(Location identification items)
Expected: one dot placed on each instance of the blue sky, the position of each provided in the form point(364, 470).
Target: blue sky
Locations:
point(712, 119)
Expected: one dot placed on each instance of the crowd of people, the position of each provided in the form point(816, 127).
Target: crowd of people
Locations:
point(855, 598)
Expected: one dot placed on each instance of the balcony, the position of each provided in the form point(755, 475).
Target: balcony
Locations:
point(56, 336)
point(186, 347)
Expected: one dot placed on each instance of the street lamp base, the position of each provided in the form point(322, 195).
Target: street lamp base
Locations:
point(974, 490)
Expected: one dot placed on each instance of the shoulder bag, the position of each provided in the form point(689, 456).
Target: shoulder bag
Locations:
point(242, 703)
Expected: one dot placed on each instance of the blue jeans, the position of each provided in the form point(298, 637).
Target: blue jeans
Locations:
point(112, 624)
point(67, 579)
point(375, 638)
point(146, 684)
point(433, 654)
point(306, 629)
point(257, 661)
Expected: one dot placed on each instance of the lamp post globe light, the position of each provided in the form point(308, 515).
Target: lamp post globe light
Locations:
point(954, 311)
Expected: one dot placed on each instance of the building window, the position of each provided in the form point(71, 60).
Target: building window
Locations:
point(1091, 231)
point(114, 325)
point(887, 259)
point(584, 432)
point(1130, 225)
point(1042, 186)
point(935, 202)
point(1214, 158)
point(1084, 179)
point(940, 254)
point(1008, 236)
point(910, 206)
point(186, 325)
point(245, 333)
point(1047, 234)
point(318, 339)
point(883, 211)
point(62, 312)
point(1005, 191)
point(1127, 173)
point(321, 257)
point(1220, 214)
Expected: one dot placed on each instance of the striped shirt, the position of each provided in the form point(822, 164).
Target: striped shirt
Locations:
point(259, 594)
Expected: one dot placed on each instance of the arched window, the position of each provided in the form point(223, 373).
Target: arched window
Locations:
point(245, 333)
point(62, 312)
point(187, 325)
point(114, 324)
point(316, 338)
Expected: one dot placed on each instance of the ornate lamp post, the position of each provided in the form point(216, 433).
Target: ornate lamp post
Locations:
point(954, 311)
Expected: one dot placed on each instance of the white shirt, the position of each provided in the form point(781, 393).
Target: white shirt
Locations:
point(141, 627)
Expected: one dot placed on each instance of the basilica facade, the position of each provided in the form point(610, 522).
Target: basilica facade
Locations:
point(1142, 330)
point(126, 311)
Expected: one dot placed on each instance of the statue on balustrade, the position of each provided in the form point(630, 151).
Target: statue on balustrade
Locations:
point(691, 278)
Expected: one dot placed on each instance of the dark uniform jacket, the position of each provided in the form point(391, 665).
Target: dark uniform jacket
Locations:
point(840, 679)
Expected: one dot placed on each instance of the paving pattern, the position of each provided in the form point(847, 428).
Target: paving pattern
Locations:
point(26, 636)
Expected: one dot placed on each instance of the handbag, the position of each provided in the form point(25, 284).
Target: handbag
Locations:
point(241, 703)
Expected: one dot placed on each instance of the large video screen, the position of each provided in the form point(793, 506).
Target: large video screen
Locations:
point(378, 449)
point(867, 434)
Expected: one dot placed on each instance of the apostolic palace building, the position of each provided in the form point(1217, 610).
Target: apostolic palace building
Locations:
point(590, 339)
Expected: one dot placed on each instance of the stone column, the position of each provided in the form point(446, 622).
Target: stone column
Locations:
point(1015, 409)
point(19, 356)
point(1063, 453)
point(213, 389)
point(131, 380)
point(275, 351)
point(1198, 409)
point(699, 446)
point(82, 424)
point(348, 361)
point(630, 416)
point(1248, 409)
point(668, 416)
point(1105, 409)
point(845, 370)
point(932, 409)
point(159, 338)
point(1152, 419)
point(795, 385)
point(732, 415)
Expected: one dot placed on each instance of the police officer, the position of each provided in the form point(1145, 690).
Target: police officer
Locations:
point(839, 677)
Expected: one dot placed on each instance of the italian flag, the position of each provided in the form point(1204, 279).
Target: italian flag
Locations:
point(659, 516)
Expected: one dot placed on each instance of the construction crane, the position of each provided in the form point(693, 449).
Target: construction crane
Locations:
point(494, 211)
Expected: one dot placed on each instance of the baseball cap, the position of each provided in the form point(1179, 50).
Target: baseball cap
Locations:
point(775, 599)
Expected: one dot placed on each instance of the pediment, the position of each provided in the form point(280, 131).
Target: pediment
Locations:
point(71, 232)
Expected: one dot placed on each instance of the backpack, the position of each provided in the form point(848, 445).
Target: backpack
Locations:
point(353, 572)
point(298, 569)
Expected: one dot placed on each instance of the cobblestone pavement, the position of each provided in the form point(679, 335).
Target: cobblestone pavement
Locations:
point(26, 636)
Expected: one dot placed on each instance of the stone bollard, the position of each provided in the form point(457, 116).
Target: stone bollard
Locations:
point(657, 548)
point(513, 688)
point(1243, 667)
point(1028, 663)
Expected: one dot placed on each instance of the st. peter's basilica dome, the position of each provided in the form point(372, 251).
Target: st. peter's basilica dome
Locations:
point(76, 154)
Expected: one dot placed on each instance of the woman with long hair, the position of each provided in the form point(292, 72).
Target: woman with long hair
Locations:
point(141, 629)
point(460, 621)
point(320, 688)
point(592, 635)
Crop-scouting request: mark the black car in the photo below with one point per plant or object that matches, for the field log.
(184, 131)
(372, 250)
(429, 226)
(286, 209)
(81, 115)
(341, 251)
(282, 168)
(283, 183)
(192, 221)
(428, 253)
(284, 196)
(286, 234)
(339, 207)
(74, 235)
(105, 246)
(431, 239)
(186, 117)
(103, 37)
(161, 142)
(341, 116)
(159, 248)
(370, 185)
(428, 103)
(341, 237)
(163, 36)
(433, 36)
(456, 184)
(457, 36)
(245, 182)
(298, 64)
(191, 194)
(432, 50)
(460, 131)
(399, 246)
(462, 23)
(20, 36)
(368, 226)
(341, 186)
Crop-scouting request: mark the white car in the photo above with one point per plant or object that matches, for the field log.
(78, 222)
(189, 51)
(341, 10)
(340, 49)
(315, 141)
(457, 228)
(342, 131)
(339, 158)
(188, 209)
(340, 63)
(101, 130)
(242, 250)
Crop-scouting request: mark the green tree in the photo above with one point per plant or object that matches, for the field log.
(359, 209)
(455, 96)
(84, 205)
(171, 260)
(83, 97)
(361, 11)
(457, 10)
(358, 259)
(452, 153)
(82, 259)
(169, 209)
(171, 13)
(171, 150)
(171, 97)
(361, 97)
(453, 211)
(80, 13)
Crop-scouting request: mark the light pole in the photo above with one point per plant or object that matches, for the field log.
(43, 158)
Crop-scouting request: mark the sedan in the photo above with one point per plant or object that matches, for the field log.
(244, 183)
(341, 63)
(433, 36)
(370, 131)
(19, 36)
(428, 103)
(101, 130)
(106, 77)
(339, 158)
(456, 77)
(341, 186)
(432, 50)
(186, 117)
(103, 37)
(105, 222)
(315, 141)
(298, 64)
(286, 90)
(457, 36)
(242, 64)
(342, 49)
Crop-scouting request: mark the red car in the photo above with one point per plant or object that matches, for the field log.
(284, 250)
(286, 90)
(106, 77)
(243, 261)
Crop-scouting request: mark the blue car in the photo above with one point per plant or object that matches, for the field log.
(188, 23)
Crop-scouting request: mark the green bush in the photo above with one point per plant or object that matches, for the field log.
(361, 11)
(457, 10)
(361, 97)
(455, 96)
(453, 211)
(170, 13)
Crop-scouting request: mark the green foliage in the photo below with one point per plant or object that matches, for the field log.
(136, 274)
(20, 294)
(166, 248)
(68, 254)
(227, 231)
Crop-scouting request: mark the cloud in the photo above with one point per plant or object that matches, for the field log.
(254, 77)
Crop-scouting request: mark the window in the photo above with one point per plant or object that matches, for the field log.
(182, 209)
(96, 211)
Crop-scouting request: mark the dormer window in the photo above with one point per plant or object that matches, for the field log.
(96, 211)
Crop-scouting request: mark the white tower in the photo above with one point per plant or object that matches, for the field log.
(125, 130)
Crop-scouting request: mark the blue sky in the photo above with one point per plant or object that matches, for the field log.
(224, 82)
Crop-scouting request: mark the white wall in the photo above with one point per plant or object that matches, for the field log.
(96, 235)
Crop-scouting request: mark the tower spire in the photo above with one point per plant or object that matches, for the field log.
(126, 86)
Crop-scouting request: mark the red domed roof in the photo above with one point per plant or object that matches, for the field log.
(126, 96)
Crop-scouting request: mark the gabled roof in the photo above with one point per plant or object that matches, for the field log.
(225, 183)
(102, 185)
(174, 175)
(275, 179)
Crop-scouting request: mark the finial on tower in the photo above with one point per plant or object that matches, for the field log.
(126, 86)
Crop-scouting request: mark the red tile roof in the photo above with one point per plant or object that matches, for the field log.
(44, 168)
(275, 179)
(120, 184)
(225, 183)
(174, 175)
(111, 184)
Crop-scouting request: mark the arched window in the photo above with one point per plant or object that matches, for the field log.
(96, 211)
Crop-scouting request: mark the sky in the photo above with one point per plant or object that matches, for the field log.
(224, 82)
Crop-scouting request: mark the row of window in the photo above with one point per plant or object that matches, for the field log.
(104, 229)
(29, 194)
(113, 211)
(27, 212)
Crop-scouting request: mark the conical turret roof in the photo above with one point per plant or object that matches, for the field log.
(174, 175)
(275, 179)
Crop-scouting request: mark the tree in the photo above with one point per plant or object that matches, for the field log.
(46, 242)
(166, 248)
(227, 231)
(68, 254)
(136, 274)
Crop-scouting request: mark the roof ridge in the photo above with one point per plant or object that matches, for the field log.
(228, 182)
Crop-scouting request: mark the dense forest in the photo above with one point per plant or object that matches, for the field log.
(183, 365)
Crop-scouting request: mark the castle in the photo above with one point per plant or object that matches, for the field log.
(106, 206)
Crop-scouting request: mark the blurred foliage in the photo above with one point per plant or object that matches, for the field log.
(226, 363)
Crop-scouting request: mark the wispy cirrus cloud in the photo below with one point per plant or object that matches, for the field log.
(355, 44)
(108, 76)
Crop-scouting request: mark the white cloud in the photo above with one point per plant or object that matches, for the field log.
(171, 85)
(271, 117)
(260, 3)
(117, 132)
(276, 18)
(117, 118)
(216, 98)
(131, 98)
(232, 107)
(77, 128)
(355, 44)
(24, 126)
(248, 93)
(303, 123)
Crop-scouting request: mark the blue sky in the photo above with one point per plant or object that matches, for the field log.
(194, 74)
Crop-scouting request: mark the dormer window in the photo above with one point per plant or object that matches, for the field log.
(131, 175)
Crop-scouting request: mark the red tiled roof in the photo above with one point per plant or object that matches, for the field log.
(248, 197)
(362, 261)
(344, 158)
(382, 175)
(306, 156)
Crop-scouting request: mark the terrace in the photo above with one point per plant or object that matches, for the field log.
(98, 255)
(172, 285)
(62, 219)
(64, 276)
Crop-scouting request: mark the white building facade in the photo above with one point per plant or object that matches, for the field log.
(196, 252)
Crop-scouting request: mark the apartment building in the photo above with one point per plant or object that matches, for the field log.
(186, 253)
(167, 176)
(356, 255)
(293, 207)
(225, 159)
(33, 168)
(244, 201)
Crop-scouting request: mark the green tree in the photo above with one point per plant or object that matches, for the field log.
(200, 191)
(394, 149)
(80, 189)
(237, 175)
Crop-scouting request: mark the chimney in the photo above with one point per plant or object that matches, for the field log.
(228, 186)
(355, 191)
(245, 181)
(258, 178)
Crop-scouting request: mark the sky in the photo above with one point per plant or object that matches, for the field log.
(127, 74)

Written exercise
Copy the lines of the material above, starting at the line with "Expected: one dot placed on each instance of the statue" and ending at the line with "point(241, 703)", including both of those lines.

Exercise result
Expected: one dot placed on each instance of the statue on balustrade, the position of each provided in the form point(630, 151).
Target: statue on balustrade
Locations:
point(691, 278)
Expected: one dot placed on each instance of the dark uniform jacket, the position of each provided in the form point(391, 665).
Target: dark uniform jacket
Locations:
point(840, 679)
Expected: one dot placed on each instance of the paving pattern, the position of each provided in the form point(847, 428).
Target: paving pattern
Locations:
point(26, 636)
Expected: one dot placed on each instance of the handbag, the position of each provided in the form point(25, 284).
Target: handbag
Locations:
point(241, 703)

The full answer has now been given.